[Start of section]

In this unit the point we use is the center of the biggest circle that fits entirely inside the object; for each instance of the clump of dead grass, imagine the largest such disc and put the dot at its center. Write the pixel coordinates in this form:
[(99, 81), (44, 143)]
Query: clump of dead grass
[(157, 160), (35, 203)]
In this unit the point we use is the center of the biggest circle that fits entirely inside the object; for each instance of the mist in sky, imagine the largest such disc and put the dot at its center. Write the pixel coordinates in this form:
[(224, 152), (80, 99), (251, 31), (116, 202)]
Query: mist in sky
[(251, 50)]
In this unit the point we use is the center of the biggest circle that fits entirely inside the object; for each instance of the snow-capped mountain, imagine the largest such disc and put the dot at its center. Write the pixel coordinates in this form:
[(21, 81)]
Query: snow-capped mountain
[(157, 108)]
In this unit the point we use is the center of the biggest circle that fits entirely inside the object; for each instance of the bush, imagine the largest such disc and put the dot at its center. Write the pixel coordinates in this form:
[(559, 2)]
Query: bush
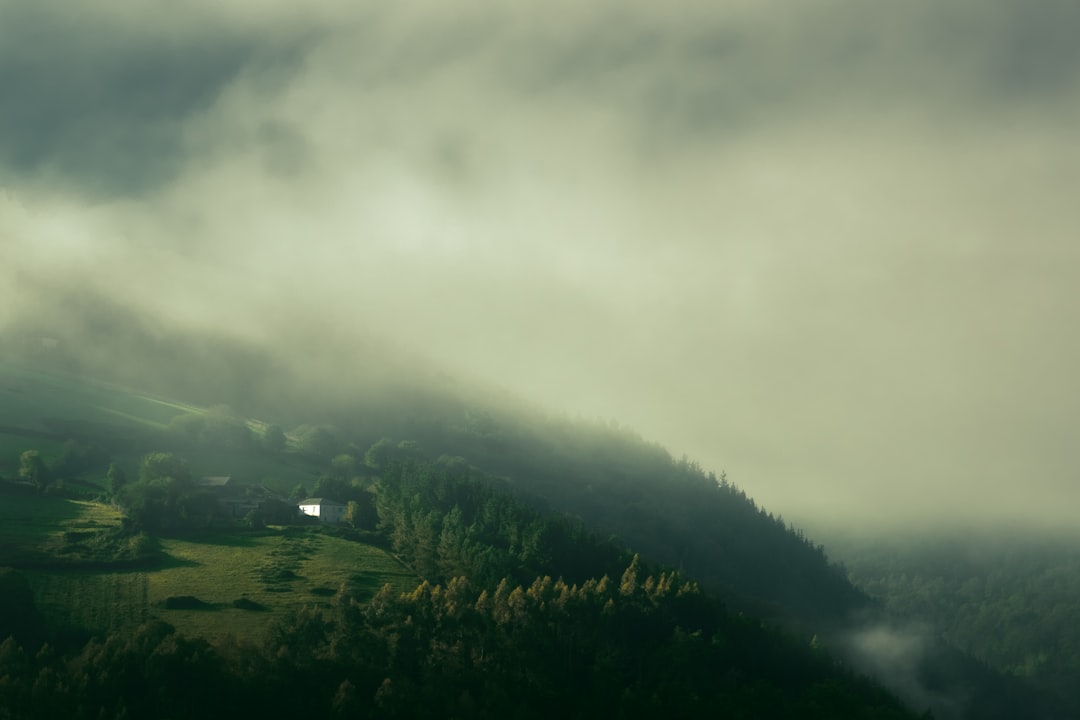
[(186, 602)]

[End of section]
[Start of section]

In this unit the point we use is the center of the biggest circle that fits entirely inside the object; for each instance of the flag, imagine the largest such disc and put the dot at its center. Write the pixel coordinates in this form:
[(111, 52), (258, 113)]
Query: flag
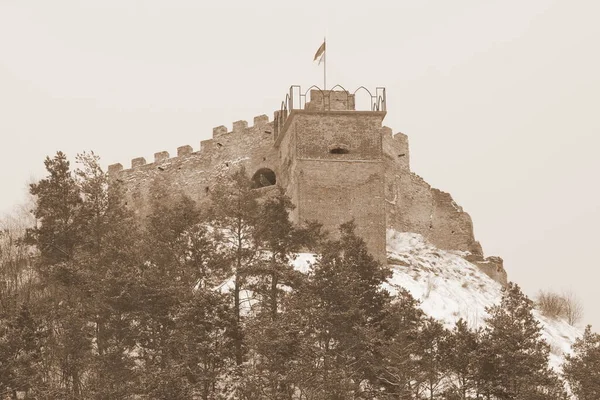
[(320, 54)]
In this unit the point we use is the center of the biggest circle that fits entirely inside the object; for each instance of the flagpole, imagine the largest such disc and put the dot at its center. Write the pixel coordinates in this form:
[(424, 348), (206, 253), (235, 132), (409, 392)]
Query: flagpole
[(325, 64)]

[End of section]

#### [How to complete this task]
Looking at the data above, say how many lines include the string "entirely" and add nothing.

#### [Your solution]
6